**Problem to work on**: Below are some entries. Repeat exactly the lines from the one with "point: lake water" through the one with "point: cloud -- for", and only those.

[Stored data entries]
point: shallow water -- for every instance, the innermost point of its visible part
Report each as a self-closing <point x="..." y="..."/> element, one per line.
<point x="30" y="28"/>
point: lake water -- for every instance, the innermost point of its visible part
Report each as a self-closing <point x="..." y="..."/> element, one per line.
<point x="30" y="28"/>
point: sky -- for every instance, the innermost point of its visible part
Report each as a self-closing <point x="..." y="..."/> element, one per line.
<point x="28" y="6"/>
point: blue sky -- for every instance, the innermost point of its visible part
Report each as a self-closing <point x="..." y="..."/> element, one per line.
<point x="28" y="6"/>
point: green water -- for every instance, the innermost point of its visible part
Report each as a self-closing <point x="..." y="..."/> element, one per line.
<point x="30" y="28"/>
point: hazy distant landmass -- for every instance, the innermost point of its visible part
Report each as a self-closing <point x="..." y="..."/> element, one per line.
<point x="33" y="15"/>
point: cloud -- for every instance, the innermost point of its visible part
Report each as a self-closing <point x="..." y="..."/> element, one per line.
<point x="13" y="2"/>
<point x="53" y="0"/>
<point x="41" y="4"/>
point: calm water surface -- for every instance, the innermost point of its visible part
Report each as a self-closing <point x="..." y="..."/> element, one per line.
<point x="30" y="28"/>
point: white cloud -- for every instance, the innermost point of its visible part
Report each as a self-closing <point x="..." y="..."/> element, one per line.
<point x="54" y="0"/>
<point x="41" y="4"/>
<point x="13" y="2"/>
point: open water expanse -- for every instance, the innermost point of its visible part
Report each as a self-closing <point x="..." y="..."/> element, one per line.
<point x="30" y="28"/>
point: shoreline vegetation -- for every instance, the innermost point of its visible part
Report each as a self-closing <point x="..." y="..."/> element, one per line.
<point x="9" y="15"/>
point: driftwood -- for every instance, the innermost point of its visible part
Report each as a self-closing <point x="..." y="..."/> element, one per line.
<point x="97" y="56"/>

**Answer to the problem**:
point: lake water -- for every instance, the innermost point of its visible part
Report each as a self-closing <point x="..." y="..."/> element, one per line.
<point x="30" y="28"/>
point: sky -- for every instance, the innermost point of its visible part
Report each as a self-closing <point x="..." y="..."/> element, one per line.
<point x="28" y="6"/>
point: blue sky -- for every instance, the innermost point of its visible part
Report each as a self-closing <point x="..." y="..."/> element, one per line.
<point x="28" y="6"/>
point: green water -- for every instance, the innermost point of its visible part
Report each as a self-closing <point x="..." y="..."/> element, one per line.
<point x="30" y="28"/>
point: hazy distant landmass -- for every instance, the innermost point of its visible part
Report each as a self-closing <point x="..." y="..."/> element, one per line.
<point x="33" y="15"/>
point: cloud -- for every instance, the innermost point of its visible part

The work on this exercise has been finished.